DOCUMENTO:
Publicado na revista TheoSophia em Janeiro de 1999

Prof. Pedro Antonio Dourado de Rezende
Departamento de Ciência da Computação
Universidade de Brasília
  Janeiro de 1999


Neste ensaio procuro oferecer algumas reflexões pessoais sobre o papel da ciência na evolução humana, particularmente sobre sua relação com o plano de evolução que, segundo alguns pensadores, guia o curso da Humanidade. Abordo algumas questões éticas envolvidas na produção e aplicação do conhecimento científico, que a meu ver evidenciam a dinâmica desse papel.

Vejo a principal missão da ciência hoje como sendo a de amplificar os dilemas morais que permeiam esse curso. Como ilustração, veremos o caso da Astronomia, diante do vertiginoso crescimento das tecnologias das telecomunicações. Não abrigo intenção de emitir juízos éticos ou criticar modismos tecnológicos, mas de expor a ambiguidade com que abraçamos o desenrolar do mais poderoso dos mitos que 00hoje move a nossa civilização.

A ciência como a conhecemos hoje, é um empreendimento muito recente na nossa civilização. Surgiu há cerca de 300 anos, quando alguns espíritos iluminados, no impasse em que se cindiu o mundo cristão, muniram-se de uma proposta para isolar o tipo de conhecimento que o homem poderia edificar, com base unicamente na razão.

Com essa proposta, iniciaram a reconstrução do edifício daquela parte do saber cuja apreensão não usa do intelecto nada além dessa faculdade,  do edifício validada pela experimentação controlada. Desta atividade estariam excluídas faculdades humanas tais como a emoção, a intuição, o sentimento e o dogma.

Assim nasceu a ciência moderna, quando Galileu Galilei proclamou, em 1623, no seu livro O Ensaiador, que "o Universo é um livro escrito em símbolos matemáticos." Esta empreitada iria reascender, no coração do homem, um antigo mito, pois em sua origem há uma crença sobre o alcance e o poder do seu método. O grande poder do método científico está em conter seus próprios instrumentos de crítica, e seu sucesso atesta este poder [1].

Descartes, que como arquiteto maior desse método complementa Galileu na fundação da ciência moderna, procurou vestir essa crença com a roupagem de um princípio filosófico. Afirmou estar a realidade separada em dois reinos distintos, o da matéria e o da consciência. o "res extensa" e o "res cogitans". Com isso ocultou a ambiguidade da relação entre crença e conhecimento científico.

ENTRADAS APRESENTADAS:

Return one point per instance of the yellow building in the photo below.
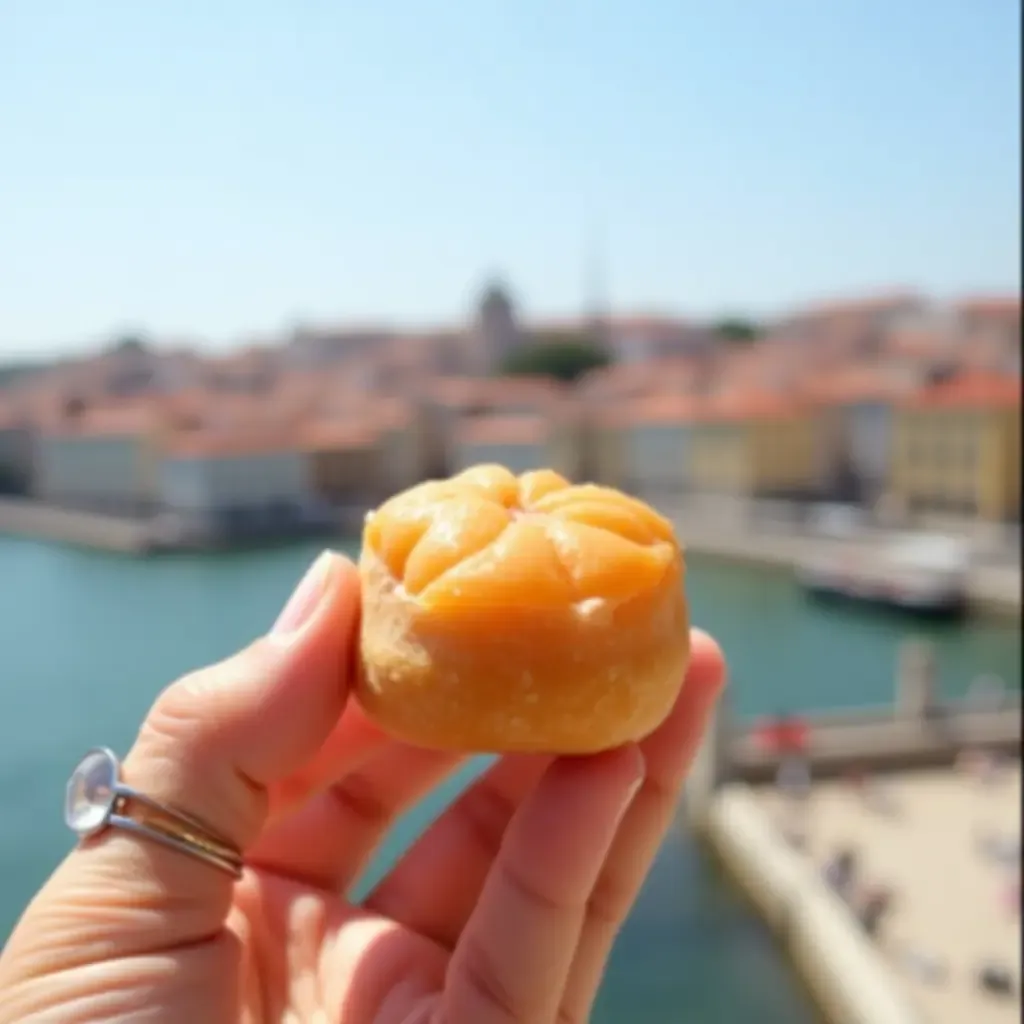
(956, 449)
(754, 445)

* * *

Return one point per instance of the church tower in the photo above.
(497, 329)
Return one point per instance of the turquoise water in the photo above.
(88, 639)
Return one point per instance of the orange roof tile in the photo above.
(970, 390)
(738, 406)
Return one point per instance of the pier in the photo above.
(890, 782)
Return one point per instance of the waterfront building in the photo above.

...

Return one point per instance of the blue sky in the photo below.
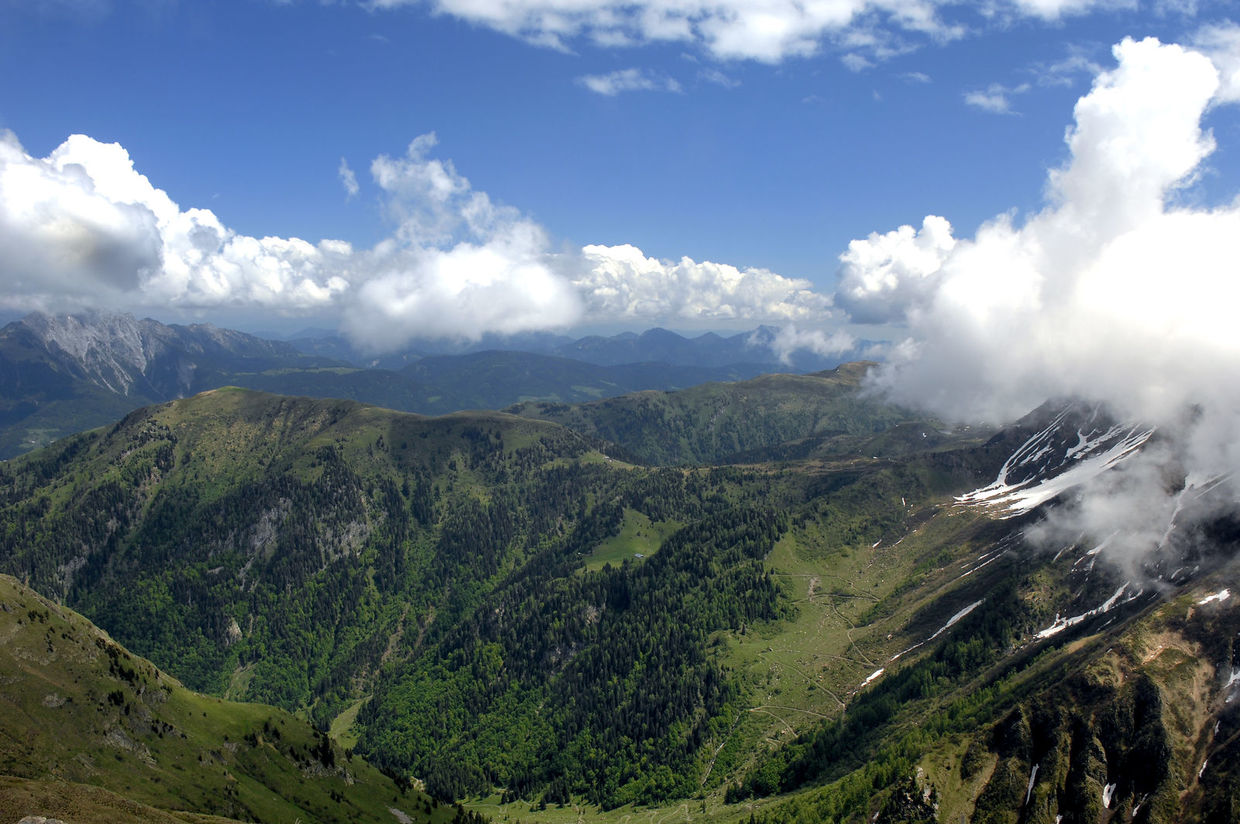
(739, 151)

PARTES DO EXERCÍCIO:
a – Responda com base no ensaio sobre ciência e evolução humana:
(i) Em que ano e em qual livro Galileu proclamou que o Universo é um livro escrito em símbolos matemáticos?
(ii) Há quanto tempo surgiu a ciência como a conhecemos hoje?
(iii) Em quais dois reinos Descartes afirmou estar separada a realidade?
b – Reproduza do ensaio sobre ciência e evolução humana o trecho que começa em "Vejo a principal" e segue até "unicamente na razão.".

SOLUÇÕES:
a –
(i) Em 1623, no livro O Ensaiador.
(ii) Há cerca de 300 anos.
(iii) No reino da matéria e no da consciência ("res extensa" e "res cogitans").

b –
Vejo a principal missão da ciência hoje como sendo a de amplificar os dilemas morais que permeiam esse curso. Como ilustração, veremos o caso da Astronomia, diante do vertiginoso crescimento das tecnologias das telecomunicações. Não abrigo intenção de emitir juízos éticos ou criticar modismos tecnológicos, mas de expor a ambiguidade com que abraçamos o desenrolar do mais poderoso dos mitos que 00hoje move a nossa civilização.

A ciência como a conhecemos hoje, é um empreendimento muito recente na nossa civilização. Surgiu há cerca de 300 anos, quando alguns espíritos iluminados, no impasse em que se cindiu o mundo cristão, muniram-se de uma proposta para isolar o tipo de conhecimento que o homem poderia edificar, com base unicamente na razão.